*Brief*. Can you edit all the lines below so that every "comma separated" reads "comma-separated", with nothing else changed, and leave the pictures out of your answer?

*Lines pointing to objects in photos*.
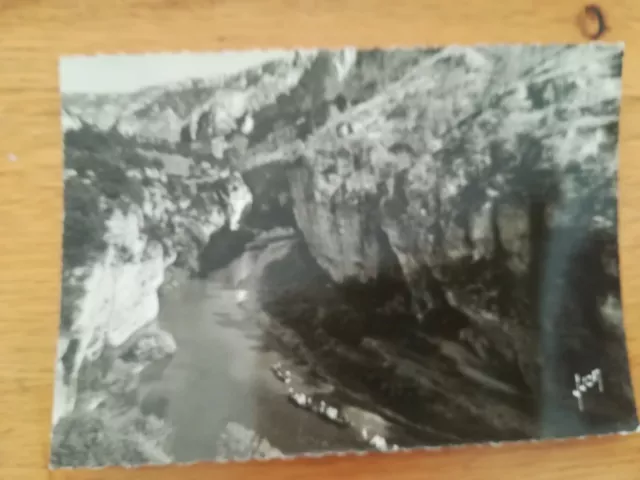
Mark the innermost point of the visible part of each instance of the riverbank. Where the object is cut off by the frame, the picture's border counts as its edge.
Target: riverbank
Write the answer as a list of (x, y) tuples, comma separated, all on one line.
[(221, 370)]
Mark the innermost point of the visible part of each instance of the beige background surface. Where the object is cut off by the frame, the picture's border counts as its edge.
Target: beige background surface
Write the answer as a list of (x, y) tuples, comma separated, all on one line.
[(33, 33)]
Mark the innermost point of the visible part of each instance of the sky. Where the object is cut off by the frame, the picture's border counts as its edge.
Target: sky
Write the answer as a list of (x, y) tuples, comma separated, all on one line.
[(126, 73)]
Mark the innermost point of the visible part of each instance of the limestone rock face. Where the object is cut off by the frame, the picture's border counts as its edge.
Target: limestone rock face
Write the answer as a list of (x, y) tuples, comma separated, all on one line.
[(471, 167)]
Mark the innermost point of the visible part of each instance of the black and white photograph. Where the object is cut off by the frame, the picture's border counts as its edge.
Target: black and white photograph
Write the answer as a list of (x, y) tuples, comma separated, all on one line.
[(283, 253)]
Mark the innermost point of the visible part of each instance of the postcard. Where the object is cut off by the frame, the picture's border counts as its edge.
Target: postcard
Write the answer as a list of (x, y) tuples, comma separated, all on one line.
[(281, 253)]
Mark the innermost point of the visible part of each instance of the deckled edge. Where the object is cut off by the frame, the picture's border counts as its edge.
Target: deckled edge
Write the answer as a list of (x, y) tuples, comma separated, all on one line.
[(363, 453), (306, 49)]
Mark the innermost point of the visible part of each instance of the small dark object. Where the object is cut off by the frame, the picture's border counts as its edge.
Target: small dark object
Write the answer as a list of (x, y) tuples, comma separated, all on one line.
[(593, 12)]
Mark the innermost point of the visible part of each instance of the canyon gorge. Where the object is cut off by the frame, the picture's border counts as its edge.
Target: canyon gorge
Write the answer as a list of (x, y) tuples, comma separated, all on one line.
[(452, 223)]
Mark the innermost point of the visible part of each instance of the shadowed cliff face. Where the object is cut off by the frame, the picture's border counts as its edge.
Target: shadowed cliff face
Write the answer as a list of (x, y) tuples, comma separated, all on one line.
[(499, 205)]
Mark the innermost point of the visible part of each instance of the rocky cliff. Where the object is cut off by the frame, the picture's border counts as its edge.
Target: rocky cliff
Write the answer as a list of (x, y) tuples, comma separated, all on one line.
[(489, 178), (465, 193), (127, 223)]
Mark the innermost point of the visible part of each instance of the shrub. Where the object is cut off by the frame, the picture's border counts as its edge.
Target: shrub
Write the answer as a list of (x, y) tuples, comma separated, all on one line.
[(101, 437), (84, 223)]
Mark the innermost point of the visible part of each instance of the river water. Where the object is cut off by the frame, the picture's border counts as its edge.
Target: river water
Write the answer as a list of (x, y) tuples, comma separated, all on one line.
[(220, 372)]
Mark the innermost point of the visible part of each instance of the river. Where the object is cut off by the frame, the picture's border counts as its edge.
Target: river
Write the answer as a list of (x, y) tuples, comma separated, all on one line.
[(220, 372)]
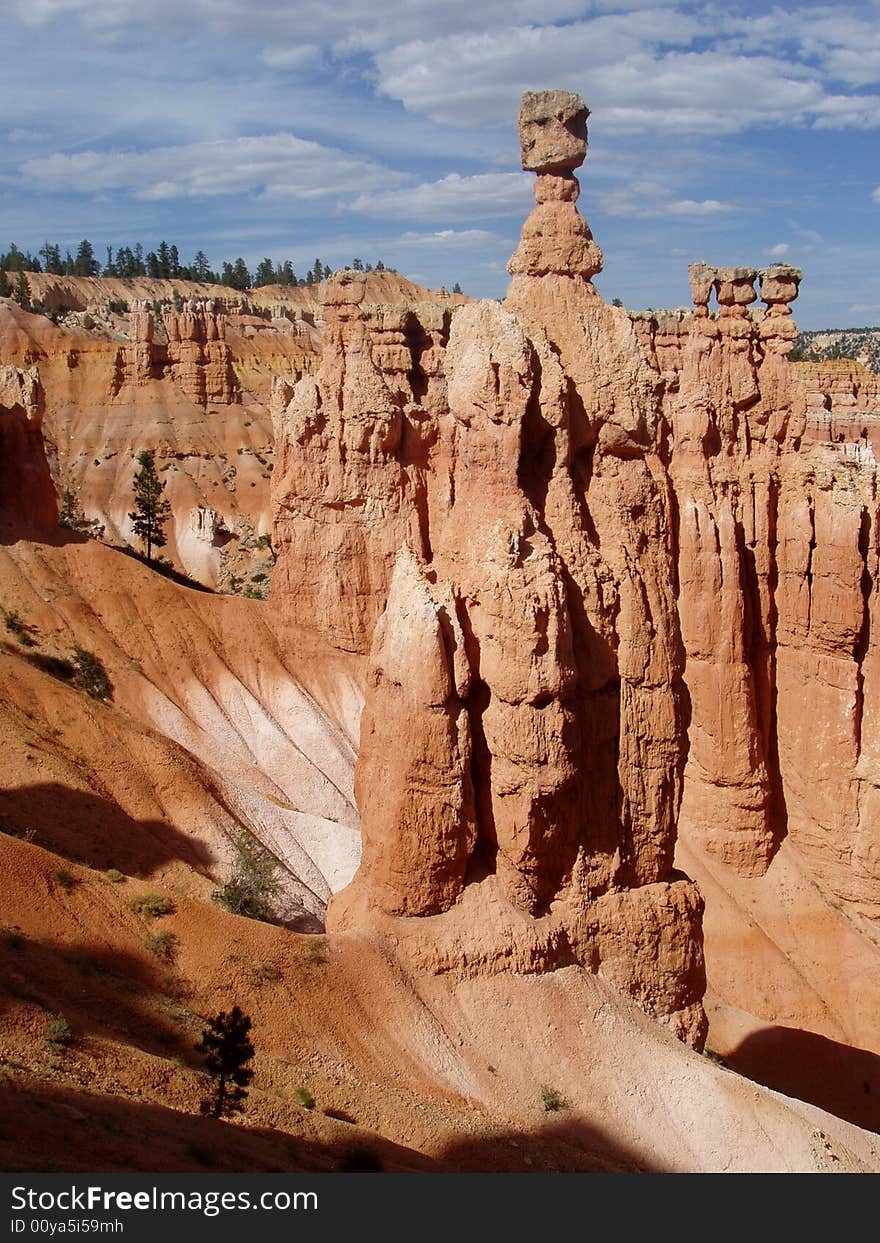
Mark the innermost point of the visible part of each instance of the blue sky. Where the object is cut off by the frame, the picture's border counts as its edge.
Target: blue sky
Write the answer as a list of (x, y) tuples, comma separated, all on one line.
[(296, 128)]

*The result*.
Mark the innermost point of the visible part of each instance of the riverbank. Where the object is cut off by the frame, the picture's border counts as its edge.
Target: riverbank
Write the answer as a list of (x, y) tuples, comma-separated, all on one line.
[(221, 370)]
Mark the innermost point of the visible part of each instance of the beige background surface. Where the object is cut off by the frame, the picture's border counts as its edge.
Target: beige background surface
Write the answer as a list of (x, y) tuples, comma-separated, all on one line.
[(33, 33)]
Mark the innermost point of the visible part of each instance of the sky. Where the object is cut off by the frame, the picture's border counts as its edge.
Target: sky
Write the answer as a list of (x, y) tuples, comma-separated, all on one line.
[(126, 73)]
Mark the innermost point of the visible part of each instance of the limestone rock face. Where the object is cut off by the frame, the picture's border counts as its edge.
Target: limestone rock face
Write the answer as a list of (x, y) tuples, comma-separated, all on one line.
[(471, 167)]
Mark the innermost point of the visible part of each instance of the black and white photograph. Where the object is cut off by the frame, the picture's border counts as its edge.
Target: black and white photograph
Write the answer as a list of (x, y) tuples, comma-separated, all on one line.
[(283, 253)]
Mark the innermost point of the visible part of each instance of the postcard. Where the object is cut off by the frame, the picture's border counts as its edge.
Target: postcard
Write the answer as a list of (x, y) tuples, comma-separated, all on one line.
[(281, 253)]
Mark the innermost point of the visible part of each instance of the deckled edge. Where the object is cut off by the frame, the picture's border counts as its edge.
Target: deckled edge
Write the answer as a list of (x, y) tuples, comma-separated, all on one line.
[(363, 453), (306, 49)]
Mark the innermost point of the visible part of each instance of the small dark object. Where the object is cut off by the frame, the picture's border counts as its edge.
Target: small dark object
Write the answer as a list of (x, y) tuples, comma-separated, all on one line.
[(593, 12)]
Mark the innermost point of the visible part of each instance of the canyon gorge. Where the object is cut off by the frame, the picture's border counts as its edge.
Target: canyon gorge
Write the answer as a list of (x, y) tuples, comma-separated, all on one line.
[(452, 223)]
Mark the innermost point of the visible part of each instance of the shadowed cliff face. Where the object is cut off by the frame, the picture's border counts as its edge.
Target: shadowed cliff face
Write the answer as a list of (x, y) tuples, comma-separated, all on one line.
[(499, 205)]
Mark the innermost point of the visible part of each instance of the rocky cliff. Where the object is cut off by the frame, the picture's border counts as its edge.
Target: rocky cliff
Write the answer as a list of (x, y) tuples, comma-separated, all on one line.
[(489, 178), (465, 193), (127, 223)]
Mark the innermost point of the visible part of each instance of the shrub. Where the object is cut off by the frame, the picture's border counts as its edge.
Target: shrub
Write the answer as a list of (x, y) tuples, comma-separated, all on one line.
[(101, 437), (84, 223)]
Mark the innermost point of the visible part of each instance of the river water. Where the object is cut off by the frame, the picture's border counts as its edge.
Target: river water
Write the answer as a list of (x, y) tuples, comma-separated, all on one line.
[(220, 372)]
Mark the innermost point of the visible part of each instance of the river. Where the object is cut off by the frame, the picture's border counts as its edge.
Target: river
Write the answer as a list of (x, y) tuples, comma-separated, all on one line.
[(220, 372)]
Mark the innermost point of the visible part of each instance of the blue sky. Where the object is cut off by the frame, the picture's border counts as its edge.
Target: blue sky
Write the answer as a list of (x, y) tuples, comma-separated, all on one line.
[(296, 128)]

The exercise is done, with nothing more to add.